(Given entries)
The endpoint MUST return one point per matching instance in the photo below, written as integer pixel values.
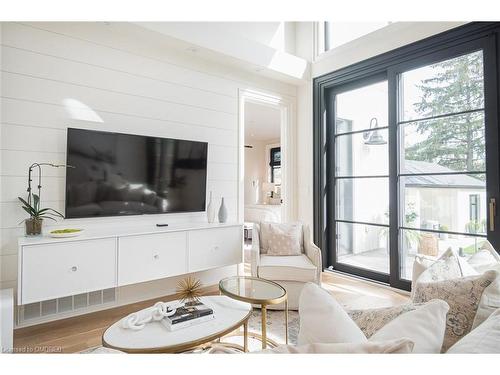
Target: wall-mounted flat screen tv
(122, 174)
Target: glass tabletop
(252, 289)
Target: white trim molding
(287, 107)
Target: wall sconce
(39, 167)
(373, 137)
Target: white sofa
(291, 272)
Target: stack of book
(187, 315)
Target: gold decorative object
(189, 289)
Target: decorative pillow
(372, 320)
(282, 239)
(449, 266)
(485, 339)
(323, 319)
(424, 326)
(462, 295)
(401, 346)
(485, 259)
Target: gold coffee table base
(242, 288)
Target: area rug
(275, 331)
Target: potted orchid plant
(34, 223)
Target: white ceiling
(262, 123)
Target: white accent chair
(291, 272)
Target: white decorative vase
(222, 212)
(210, 210)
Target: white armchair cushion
(287, 268)
(397, 346)
(323, 320)
(463, 296)
(281, 238)
(451, 266)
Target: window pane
(433, 244)
(364, 246)
(454, 203)
(355, 109)
(362, 154)
(363, 199)
(454, 143)
(449, 86)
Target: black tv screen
(End Given entries)
[Instructions for the task]: The answer should be the complete listing, set down exactly, without pictures.

[Completed task]:
The endpoint MUST return one point per matching instance in the photo below, written as integer pixel values.
Target: wall-mounted flat screen tv
(122, 174)
Target: glass tabletop
(252, 289)
Target: white trim molding
(287, 107)
Target: wall sconce
(39, 167)
(373, 137)
Target: white sofa
(291, 272)
Target: stack of book
(187, 315)
Target: gold decorative object
(189, 289)
Target: decorative pillow
(372, 320)
(282, 239)
(449, 266)
(485, 339)
(323, 319)
(424, 326)
(462, 295)
(401, 346)
(485, 259)
Target: gold coffee table base
(242, 288)
Target: area rug
(275, 331)
Target: potted orchid plant
(34, 223)
Target: white ceiling
(262, 123)
Target: white accent chair
(291, 272)
Target: white decorative vase
(222, 212)
(210, 210)
Target: white armchair cushion
(287, 268)
(397, 346)
(323, 320)
(463, 296)
(281, 238)
(451, 266)
Target: window pane
(433, 244)
(364, 246)
(454, 203)
(355, 109)
(362, 154)
(363, 199)
(454, 143)
(449, 86)
Target: black tv screen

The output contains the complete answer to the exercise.